All lines of the following material must be written out exactly as they appear.
● ● ● ● ● ● ●
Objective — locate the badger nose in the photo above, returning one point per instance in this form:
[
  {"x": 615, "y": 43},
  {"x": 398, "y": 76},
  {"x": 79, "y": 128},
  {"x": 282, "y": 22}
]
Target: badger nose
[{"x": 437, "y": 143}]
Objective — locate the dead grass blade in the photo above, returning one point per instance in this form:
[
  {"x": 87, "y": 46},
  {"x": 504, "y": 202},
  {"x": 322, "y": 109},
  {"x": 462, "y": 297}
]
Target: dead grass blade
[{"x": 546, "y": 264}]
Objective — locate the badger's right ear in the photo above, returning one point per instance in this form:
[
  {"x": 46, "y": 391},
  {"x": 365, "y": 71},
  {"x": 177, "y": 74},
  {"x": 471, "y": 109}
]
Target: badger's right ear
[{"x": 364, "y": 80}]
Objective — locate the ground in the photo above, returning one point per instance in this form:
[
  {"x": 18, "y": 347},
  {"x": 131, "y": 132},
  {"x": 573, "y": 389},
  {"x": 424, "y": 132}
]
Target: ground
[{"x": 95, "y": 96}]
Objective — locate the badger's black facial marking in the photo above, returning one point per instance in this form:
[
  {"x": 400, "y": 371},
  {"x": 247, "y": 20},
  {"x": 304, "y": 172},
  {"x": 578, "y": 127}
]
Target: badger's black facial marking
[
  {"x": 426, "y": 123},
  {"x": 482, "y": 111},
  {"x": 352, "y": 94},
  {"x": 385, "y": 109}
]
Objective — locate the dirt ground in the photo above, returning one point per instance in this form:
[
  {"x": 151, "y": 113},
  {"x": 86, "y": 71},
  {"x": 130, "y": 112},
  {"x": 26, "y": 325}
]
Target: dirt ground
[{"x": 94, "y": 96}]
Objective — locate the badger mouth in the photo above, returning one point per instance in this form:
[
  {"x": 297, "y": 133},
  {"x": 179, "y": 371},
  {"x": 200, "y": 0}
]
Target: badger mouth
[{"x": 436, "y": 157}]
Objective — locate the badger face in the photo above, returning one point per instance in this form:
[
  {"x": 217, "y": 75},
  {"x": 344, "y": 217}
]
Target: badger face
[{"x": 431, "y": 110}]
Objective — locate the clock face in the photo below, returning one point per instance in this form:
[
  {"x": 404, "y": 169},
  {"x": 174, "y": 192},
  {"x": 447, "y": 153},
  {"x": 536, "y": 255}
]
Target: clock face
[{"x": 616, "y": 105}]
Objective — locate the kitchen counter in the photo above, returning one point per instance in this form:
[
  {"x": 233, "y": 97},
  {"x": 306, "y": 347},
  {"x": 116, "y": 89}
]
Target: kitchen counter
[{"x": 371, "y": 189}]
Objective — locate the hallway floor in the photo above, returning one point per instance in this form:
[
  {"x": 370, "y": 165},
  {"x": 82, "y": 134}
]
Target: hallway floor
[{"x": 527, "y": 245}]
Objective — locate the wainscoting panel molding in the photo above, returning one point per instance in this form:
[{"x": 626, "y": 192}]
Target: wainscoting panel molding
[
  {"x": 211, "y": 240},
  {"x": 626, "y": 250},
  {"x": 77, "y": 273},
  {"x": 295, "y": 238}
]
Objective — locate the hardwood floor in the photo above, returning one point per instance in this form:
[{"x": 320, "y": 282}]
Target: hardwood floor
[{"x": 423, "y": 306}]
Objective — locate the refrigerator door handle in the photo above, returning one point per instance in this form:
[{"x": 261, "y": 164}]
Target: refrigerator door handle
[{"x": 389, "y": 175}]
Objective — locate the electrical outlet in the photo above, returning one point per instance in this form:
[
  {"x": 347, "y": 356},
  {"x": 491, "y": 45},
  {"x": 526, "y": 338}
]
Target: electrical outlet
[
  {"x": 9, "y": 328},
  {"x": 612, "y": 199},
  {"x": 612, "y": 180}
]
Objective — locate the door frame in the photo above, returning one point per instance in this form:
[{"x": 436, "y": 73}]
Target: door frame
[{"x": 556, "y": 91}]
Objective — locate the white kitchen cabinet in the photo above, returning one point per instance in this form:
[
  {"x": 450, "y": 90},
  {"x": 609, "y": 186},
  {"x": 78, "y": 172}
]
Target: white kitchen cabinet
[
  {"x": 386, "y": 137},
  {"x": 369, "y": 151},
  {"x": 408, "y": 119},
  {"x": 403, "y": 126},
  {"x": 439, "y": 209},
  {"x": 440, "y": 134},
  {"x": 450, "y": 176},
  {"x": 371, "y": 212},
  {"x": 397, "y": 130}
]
● ● ● ● ● ● ●
■ Solution below
Objective — locate the badger nose in the photo above, returning one point per instance in this form:
[
  {"x": 615, "y": 43},
  {"x": 398, "y": 76},
  {"x": 79, "y": 128},
  {"x": 282, "y": 22}
]
Target: badger nose
[{"x": 437, "y": 143}]
Objective — locate the dead grass blade in the photo above, returning one point per instance in this form:
[
  {"x": 87, "y": 46},
  {"x": 504, "y": 202},
  {"x": 322, "y": 109},
  {"x": 462, "y": 297}
]
Target: dead grass blade
[{"x": 546, "y": 264}]
Objective — locate the badger's right ear in the photo above, returning one point per instance in this form:
[
  {"x": 46, "y": 391},
  {"x": 365, "y": 71},
  {"x": 177, "y": 74},
  {"x": 471, "y": 109}
]
Target: badger's right ear
[{"x": 364, "y": 80}]
Objective — locate the ground in the photo above, returning one point per instance in this form:
[
  {"x": 18, "y": 347},
  {"x": 131, "y": 132},
  {"x": 573, "y": 389},
  {"x": 424, "y": 132}
]
Target: ground
[{"x": 95, "y": 96}]
Objective — locate the badger's black facial marking in the photo above, returning one point per instance in this form:
[
  {"x": 400, "y": 371},
  {"x": 247, "y": 20},
  {"x": 304, "y": 172},
  {"x": 578, "y": 127}
]
Target: badger's black facial marking
[
  {"x": 426, "y": 123},
  {"x": 482, "y": 111},
  {"x": 352, "y": 94},
  {"x": 385, "y": 109}
]
Objective — locate the dirt ground in the photo above, returning one point per instance in this form:
[
  {"x": 151, "y": 113},
  {"x": 86, "y": 71},
  {"x": 130, "y": 112},
  {"x": 26, "y": 325}
]
Target: dirt ground
[{"x": 94, "y": 96}]
Objective — locate the badger mouth in the photo above, returning one point per instance in this form:
[
  {"x": 297, "y": 133},
  {"x": 179, "y": 371},
  {"x": 200, "y": 0}
]
Target: badger mouth
[{"x": 436, "y": 157}]
Objective — locate the badger face in the photo above, returning one point per instance in this form:
[
  {"x": 217, "y": 75},
  {"x": 344, "y": 217}
]
Target: badger face
[{"x": 431, "y": 110}]
Objective — locate the clock face in the photo below, returning one point per instance in this form:
[
  {"x": 404, "y": 169},
  {"x": 174, "y": 192},
  {"x": 447, "y": 153},
  {"x": 536, "y": 255}
]
Target: clock face
[{"x": 616, "y": 105}]
Objective — locate the kitchen counter in the photo above, returning one point per instance in this form:
[
  {"x": 233, "y": 97},
  {"x": 306, "y": 347},
  {"x": 116, "y": 89}
]
Target: kitchen counter
[{"x": 371, "y": 189}]
Objective — locate the hallway floor in the photo above, returning one point per instance in this form:
[
  {"x": 370, "y": 165},
  {"x": 82, "y": 134}
]
Target: hallway floor
[{"x": 527, "y": 245}]
Objective — locate the wainscoting panel molding in the photo above, returning one point per instance in this form:
[{"x": 626, "y": 192}]
Target: wainscoting panel molding
[
  {"x": 211, "y": 240},
  {"x": 626, "y": 250},
  {"x": 77, "y": 273},
  {"x": 295, "y": 238}
]
Objective — locate the hardwood floor in the photo above, returning one point per instance in this form:
[{"x": 320, "y": 282}]
Target: hardwood floor
[{"x": 423, "y": 306}]
Objective — locate the refrigerator door handle in the photo above, returning one point per instance in this form:
[{"x": 261, "y": 164}]
Target: refrigerator door handle
[{"x": 389, "y": 175}]
Objective — locate the electrical outlet in the photo above, returning one point per instance in this form:
[
  {"x": 347, "y": 356},
  {"x": 491, "y": 45},
  {"x": 526, "y": 338}
]
Target: electrical outlet
[
  {"x": 9, "y": 328},
  {"x": 612, "y": 199},
  {"x": 612, "y": 180}
]
Objective — locate the door frame in the photo above, returning one point per instance in this form:
[{"x": 436, "y": 73}]
Target: door frame
[{"x": 556, "y": 91}]
Objective — locate the white kitchen cabinet in the photo above, returning one point per instance in this form:
[
  {"x": 450, "y": 90},
  {"x": 609, "y": 186},
  {"x": 78, "y": 172}
]
Target: white kitchen cabinet
[
  {"x": 386, "y": 137},
  {"x": 369, "y": 151},
  {"x": 408, "y": 119},
  {"x": 403, "y": 126},
  {"x": 439, "y": 209},
  {"x": 440, "y": 134},
  {"x": 450, "y": 176},
  {"x": 371, "y": 212},
  {"x": 397, "y": 130}
]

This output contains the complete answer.